▶ THE PROBLEM
Exclude images, then output the remaining data verbatim.
* Start THE INPUT *
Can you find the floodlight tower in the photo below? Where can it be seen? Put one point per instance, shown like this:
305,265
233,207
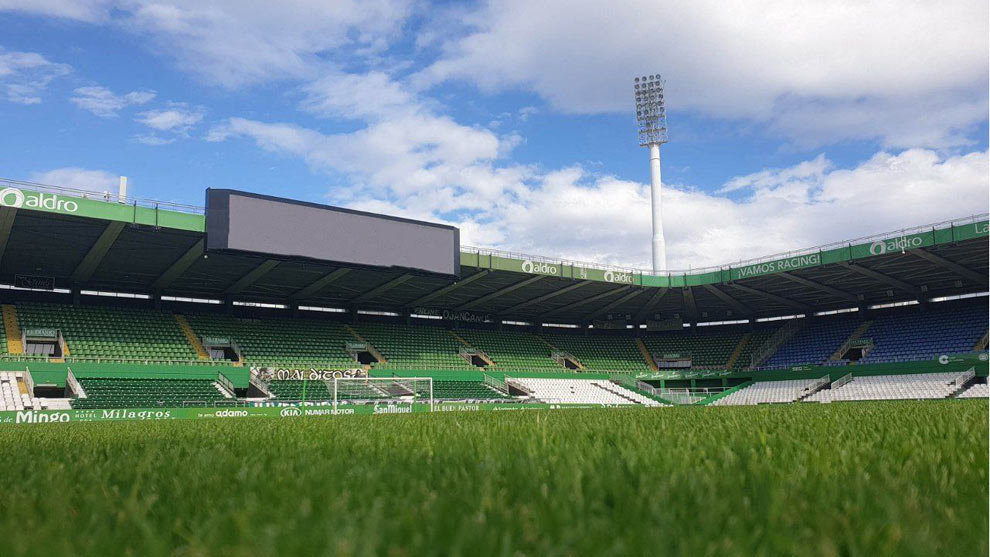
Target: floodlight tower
652,119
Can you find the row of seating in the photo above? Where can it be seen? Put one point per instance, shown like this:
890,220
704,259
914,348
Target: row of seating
442,390
104,332
114,392
582,391
892,387
280,342
123,334
767,392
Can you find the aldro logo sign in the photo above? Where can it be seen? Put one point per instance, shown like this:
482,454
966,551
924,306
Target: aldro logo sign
897,244
541,268
620,277
17,199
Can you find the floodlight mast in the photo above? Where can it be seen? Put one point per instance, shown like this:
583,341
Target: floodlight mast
651,115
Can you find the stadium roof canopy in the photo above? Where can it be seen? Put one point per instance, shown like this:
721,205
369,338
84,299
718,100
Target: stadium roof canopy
158,248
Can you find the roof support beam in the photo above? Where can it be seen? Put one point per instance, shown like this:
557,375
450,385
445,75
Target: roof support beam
318,285
449,288
779,299
819,286
381,289
886,279
740,308
649,305
547,296
97,252
251,277
584,301
689,304
614,303
7,215
500,292
964,272
180,266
* End THE INPUT *
▶ FINISHED EXERCISE
Can you find the floodlight tower in the photo below? Where can it be seen? Put one point per instance, shown like this:
305,265
233,207
Target: floodlight tower
652,119
Can you find the row of seating in the photo above? Where can it be seen? Put one point per instance, shown like this:
890,220
704,259
914,348
Target: row of seating
442,390
104,332
114,392
582,391
892,387
280,342
123,334
767,392
Can you find the aldro logo sign in the photo above? Where can it be seen? Put one point per instance, shown like this:
482,454
966,551
924,306
Target: aldro logo sign
897,244
541,268
620,277
17,199
Can you find the floodlight mast in the photo above? Where can it be seen? Put one point per instance, shown like this:
583,341
Target: floodlight mast
651,115
Can you find the stadium roof canopy in the photo above? Where can it be seen? Put one point per instance, shown like this:
721,205
369,338
84,299
718,100
Target: stadium roof canopy
158,248
Can you find the roof support beam in the photo above? Where can it be seen? Put one point per instance, shown like this:
557,375
450,385
445,75
Target: roof support beam
318,285
449,288
779,299
819,286
381,289
886,279
740,308
649,305
547,296
97,252
251,277
584,301
689,304
614,303
7,215
500,292
964,272
180,266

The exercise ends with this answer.